Aim | Reproduce verbatim only the lines from the one containing "of the mirror" through the last line below, both included.

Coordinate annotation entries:
— Begin —
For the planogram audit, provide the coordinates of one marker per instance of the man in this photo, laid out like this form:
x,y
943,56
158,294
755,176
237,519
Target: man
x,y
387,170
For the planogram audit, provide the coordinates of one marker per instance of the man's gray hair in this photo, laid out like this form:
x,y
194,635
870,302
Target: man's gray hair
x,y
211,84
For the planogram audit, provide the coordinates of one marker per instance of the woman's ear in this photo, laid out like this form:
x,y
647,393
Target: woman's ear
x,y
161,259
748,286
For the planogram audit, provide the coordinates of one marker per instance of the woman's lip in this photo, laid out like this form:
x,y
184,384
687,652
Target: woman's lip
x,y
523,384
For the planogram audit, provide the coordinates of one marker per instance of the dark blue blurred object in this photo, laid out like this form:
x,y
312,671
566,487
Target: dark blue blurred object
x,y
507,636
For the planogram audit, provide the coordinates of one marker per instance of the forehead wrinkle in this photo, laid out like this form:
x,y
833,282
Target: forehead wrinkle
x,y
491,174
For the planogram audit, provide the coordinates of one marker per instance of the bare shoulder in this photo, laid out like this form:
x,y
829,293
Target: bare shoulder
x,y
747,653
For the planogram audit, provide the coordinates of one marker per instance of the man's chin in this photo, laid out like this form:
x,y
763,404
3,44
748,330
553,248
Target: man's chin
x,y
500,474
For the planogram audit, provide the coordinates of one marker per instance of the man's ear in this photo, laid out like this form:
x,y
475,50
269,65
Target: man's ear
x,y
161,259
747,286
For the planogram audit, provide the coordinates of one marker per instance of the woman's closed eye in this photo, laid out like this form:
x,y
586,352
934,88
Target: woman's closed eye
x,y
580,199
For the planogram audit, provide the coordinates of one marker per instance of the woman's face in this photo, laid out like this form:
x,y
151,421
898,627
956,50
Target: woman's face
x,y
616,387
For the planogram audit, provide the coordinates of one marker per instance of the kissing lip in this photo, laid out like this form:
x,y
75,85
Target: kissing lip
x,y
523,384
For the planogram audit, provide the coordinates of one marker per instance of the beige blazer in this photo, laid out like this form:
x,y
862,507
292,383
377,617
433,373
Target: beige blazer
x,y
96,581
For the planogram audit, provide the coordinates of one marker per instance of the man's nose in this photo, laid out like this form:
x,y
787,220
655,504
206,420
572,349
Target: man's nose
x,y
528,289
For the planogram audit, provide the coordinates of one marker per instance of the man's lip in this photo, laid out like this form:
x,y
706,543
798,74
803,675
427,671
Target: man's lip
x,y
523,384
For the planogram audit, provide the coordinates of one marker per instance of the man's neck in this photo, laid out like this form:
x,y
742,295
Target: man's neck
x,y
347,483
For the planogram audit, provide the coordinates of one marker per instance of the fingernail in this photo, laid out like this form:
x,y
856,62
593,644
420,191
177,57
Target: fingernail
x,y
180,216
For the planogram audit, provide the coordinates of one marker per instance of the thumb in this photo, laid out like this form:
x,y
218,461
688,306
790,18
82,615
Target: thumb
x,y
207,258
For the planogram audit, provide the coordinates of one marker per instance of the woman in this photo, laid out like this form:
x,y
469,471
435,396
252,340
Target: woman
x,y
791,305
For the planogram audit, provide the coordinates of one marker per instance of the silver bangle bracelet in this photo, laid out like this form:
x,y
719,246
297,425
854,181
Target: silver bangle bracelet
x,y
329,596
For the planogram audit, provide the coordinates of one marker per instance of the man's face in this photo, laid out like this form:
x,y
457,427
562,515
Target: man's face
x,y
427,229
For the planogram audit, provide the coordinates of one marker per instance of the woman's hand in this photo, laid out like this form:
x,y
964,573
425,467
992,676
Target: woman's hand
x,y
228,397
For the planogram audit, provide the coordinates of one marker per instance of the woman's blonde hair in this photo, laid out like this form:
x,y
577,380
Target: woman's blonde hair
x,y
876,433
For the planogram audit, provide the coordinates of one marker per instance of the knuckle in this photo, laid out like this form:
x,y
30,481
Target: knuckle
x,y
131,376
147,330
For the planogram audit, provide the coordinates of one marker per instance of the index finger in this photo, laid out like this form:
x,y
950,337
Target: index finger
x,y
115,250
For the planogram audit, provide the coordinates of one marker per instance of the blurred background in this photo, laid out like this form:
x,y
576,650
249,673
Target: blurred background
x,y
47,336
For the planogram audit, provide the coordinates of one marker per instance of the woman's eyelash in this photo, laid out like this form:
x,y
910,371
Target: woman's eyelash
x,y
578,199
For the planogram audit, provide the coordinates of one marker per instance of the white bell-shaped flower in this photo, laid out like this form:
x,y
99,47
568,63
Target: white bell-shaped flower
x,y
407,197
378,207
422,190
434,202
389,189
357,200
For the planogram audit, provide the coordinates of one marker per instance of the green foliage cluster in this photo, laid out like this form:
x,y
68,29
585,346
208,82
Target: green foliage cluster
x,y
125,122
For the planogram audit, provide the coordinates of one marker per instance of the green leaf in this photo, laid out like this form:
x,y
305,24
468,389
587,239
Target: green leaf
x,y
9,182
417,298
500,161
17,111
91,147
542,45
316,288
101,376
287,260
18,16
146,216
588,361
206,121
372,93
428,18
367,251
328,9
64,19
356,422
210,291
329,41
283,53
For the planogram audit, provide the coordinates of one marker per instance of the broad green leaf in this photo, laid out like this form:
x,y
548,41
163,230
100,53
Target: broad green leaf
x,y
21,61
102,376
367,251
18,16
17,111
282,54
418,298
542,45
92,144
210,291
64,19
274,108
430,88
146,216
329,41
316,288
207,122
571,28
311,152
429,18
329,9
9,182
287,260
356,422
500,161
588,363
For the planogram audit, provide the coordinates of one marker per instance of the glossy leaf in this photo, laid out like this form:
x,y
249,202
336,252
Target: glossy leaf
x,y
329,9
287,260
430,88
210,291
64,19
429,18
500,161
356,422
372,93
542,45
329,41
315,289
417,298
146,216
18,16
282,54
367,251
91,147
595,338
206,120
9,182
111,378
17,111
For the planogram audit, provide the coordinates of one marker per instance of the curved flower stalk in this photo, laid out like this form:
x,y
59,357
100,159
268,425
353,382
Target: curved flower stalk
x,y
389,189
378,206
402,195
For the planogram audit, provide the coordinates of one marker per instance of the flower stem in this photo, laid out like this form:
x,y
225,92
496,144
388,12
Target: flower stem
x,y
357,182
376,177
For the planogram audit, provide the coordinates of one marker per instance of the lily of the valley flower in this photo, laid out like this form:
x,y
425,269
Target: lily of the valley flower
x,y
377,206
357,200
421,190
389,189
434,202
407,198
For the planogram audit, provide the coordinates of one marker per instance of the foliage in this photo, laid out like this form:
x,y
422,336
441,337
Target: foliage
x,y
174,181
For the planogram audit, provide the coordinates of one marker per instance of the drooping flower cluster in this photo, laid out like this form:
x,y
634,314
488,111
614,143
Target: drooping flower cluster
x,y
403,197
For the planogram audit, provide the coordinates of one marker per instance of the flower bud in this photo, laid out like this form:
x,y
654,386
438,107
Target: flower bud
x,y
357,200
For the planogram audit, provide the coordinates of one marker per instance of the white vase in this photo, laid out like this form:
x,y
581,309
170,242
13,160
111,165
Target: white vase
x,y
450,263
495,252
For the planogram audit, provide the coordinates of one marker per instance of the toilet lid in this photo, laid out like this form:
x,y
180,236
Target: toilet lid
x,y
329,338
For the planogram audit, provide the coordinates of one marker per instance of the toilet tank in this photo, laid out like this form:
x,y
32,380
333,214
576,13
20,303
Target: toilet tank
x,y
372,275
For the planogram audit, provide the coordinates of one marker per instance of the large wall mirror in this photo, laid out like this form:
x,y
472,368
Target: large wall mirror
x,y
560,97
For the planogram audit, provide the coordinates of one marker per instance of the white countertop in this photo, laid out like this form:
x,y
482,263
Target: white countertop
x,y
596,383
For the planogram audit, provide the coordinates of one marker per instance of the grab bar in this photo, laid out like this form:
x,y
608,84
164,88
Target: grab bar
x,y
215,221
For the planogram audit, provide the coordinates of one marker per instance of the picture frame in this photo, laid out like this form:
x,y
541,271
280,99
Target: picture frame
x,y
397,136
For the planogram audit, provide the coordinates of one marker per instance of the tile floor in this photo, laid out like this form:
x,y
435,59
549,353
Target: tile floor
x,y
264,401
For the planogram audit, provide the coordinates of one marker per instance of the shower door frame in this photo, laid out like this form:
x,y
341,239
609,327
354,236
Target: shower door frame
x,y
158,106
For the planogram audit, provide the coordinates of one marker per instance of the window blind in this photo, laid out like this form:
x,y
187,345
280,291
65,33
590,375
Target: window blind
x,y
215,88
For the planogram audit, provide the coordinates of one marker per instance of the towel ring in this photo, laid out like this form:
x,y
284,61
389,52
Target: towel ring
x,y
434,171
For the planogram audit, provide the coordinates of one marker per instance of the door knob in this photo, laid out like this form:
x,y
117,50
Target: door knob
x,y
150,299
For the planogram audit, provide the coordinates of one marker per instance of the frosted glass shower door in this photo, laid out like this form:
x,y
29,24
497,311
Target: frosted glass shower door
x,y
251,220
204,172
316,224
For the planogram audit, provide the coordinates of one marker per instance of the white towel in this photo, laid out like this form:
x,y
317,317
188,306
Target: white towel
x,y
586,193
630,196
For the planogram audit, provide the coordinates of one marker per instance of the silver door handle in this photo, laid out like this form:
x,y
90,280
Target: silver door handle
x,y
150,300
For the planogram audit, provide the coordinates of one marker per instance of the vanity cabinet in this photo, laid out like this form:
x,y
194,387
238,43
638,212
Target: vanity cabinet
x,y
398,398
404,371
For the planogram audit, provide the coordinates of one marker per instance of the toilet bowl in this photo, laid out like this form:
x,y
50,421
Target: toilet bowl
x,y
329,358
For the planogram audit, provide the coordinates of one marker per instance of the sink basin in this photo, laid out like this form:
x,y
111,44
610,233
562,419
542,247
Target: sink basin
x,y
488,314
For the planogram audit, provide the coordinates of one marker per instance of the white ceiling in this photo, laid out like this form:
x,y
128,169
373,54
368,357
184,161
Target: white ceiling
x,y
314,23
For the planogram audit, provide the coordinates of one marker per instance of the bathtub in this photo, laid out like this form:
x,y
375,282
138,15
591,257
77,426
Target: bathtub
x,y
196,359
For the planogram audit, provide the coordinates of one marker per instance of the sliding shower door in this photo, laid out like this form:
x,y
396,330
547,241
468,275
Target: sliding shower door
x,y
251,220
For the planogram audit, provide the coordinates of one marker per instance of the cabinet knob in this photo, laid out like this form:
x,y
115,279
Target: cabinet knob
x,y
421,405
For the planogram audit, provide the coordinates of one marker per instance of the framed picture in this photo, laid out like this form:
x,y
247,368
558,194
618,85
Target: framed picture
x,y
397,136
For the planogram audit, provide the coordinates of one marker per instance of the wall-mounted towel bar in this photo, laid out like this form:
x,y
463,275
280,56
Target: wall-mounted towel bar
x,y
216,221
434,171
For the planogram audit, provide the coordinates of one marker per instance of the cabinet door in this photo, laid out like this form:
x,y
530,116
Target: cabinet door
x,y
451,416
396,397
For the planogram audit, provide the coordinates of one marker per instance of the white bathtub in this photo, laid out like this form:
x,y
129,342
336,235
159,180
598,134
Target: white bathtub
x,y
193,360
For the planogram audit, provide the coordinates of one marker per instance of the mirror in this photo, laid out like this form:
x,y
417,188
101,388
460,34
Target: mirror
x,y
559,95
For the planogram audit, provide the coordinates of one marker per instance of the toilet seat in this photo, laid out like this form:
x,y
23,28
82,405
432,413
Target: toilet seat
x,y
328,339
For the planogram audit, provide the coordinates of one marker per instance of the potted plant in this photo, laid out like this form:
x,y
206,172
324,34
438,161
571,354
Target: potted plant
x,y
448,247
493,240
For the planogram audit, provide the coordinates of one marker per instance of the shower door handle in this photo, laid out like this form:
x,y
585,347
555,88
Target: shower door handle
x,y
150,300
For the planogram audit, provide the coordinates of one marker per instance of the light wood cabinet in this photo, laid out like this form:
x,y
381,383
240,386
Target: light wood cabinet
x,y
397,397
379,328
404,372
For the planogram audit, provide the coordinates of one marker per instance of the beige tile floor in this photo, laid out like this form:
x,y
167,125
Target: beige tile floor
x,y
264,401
— End —
Solution to the exercise |
For the planogram audit, provide the coordinates of one marker per instance of the mirror in this photo, laid out like this form:
x,y
417,188
101,388
460,34
Target: mirror
x,y
559,95
For the planogram audit, provide the coordinates of one marker per instance of the toilet seat in this photo, laid out like this form:
x,y
23,28
82,405
432,413
Target: toilet seat
x,y
328,339
For the planogram audit, provide the coordinates of one marker per instance of the potted plant in this photo, laid out like this form:
x,y
206,172
324,34
438,161
571,354
Target: potted plant
x,y
448,247
493,240
For the planogram audit, provide the coordinates of one marker per instance of the shower door handle in this photo, laid out like this form:
x,y
585,347
555,88
Target: shower door handle
x,y
150,300
For the planogram audit, provide the coordinates of one marker per instance of the light wood cabinet in this photo, laid out like this form:
x,y
381,383
240,386
Target: light wood cabinet
x,y
397,397
379,328
404,372
For the planogram audit, provide the coordinates of one marker per instance of the beige tile floor in this photo, laid out like this form:
x,y
167,125
Target: beige tile floor
x,y
264,401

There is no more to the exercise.